■ **What the task asks**
This exercise needs all of the entries set down again, exactly as they read.

■ **Records for the exercise**
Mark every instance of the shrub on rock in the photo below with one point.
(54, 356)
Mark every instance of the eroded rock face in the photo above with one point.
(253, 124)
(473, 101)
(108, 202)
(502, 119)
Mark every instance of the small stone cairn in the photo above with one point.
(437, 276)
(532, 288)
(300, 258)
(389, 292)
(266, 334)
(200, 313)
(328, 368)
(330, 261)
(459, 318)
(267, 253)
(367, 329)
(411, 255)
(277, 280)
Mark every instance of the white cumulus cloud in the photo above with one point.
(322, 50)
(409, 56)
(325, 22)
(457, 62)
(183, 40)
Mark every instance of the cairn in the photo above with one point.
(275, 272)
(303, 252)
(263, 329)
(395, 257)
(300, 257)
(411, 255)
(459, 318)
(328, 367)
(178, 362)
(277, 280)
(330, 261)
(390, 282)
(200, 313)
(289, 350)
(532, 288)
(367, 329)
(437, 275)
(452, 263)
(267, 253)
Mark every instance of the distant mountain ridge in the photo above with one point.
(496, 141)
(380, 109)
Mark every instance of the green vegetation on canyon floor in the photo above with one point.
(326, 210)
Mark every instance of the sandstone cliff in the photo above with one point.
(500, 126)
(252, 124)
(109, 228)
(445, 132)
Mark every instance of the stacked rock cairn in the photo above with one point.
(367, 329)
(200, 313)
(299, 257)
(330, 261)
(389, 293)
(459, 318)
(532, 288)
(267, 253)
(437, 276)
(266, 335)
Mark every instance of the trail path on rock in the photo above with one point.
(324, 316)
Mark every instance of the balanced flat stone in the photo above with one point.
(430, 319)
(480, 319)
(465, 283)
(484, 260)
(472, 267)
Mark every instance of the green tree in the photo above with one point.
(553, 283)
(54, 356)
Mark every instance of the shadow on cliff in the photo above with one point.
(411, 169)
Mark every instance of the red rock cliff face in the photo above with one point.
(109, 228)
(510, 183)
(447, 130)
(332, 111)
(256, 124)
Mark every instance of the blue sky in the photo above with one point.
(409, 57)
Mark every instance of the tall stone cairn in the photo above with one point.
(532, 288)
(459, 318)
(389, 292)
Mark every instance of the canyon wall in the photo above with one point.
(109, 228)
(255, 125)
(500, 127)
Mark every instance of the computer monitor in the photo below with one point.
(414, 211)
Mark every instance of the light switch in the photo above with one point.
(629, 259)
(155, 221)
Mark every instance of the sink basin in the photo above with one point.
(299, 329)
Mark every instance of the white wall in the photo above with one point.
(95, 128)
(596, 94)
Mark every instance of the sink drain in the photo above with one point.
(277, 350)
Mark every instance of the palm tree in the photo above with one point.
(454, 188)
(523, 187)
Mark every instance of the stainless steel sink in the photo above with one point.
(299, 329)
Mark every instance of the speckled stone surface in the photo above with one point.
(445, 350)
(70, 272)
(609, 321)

■ **Response**
Mark every instance of the shrub on rock in the photo below with one point.
(54, 356)
Mark every instance of the eroded rock face in the photo above with one point.
(253, 124)
(473, 101)
(108, 202)
(502, 119)
Mark every instance of the small stone cairn in the photo above with one point.
(437, 276)
(532, 288)
(300, 258)
(389, 292)
(266, 334)
(200, 313)
(328, 368)
(330, 261)
(459, 318)
(267, 253)
(367, 329)
(411, 255)
(277, 280)
Mark every instance of the white cumulus cloud in the photo above with one point.
(322, 50)
(409, 56)
(325, 22)
(457, 62)
(183, 40)
Mark every instance of the cairn in the photo above with one point.
(275, 272)
(303, 252)
(263, 329)
(395, 257)
(300, 257)
(411, 255)
(459, 318)
(328, 367)
(178, 362)
(277, 280)
(330, 261)
(390, 282)
(200, 313)
(289, 350)
(532, 288)
(367, 329)
(437, 275)
(452, 263)
(267, 253)
Mark every instance of the distant mountain ridge in the photo above with one point.
(496, 141)
(380, 109)
Mark every instance of the green vegetation on canyon floor in the photo above with one point.
(326, 210)
Mark every instance of the sandstone cliff in the photo above with one point.
(500, 126)
(252, 124)
(109, 228)
(445, 132)
Mark every instance of the stacked rock cairn in the photo above with one point.
(367, 329)
(200, 313)
(299, 257)
(330, 261)
(389, 293)
(459, 318)
(532, 288)
(267, 253)
(437, 276)
(266, 335)
Mark every instance of the trail path on rock in the photo above with one point.
(324, 316)
Mark every instance of the balanced flat stone in the photo above with one point.
(430, 319)
(480, 319)
(465, 283)
(484, 260)
(472, 267)
Mark every instance of the green tree in the photo above with one point.
(553, 283)
(54, 356)
Mark every instance of the shadow on cliff in the photo above with one point.
(411, 169)
Mark every instance of the red rock cliff face in the photo above with one point.
(109, 228)
(510, 183)
(447, 130)
(332, 111)
(256, 124)
Mark every instance of the blue sky in the photo above with one point.
(409, 57)
Mark every instance of the tall stone cairn in the photo above with one point.
(532, 288)
(459, 318)
(389, 292)
Mark every instance of the canyon wall in the photo above with one point.
(109, 228)
(255, 125)
(500, 127)
Mark every instance of the computer monitor in the photo below with one point.
(414, 211)
Mark every instance of the light switch in the photo above with one point.
(629, 259)
(155, 221)
Mark every instance of the sink basin in the photo above with one point.
(299, 329)
Mark every instance of the white wall in the photo above with one point.
(95, 128)
(596, 94)
Mark every instance of the sink drain in the photo above with one point.
(277, 350)
Mark every instance of the palm tree in the photo above with one point.
(454, 188)
(523, 187)
Mark every instance of the stainless steel sink in the photo above with one point.
(299, 329)
Mark every instance of the speckled stone surface in the photo above with one point.
(445, 350)
(70, 272)
(609, 321)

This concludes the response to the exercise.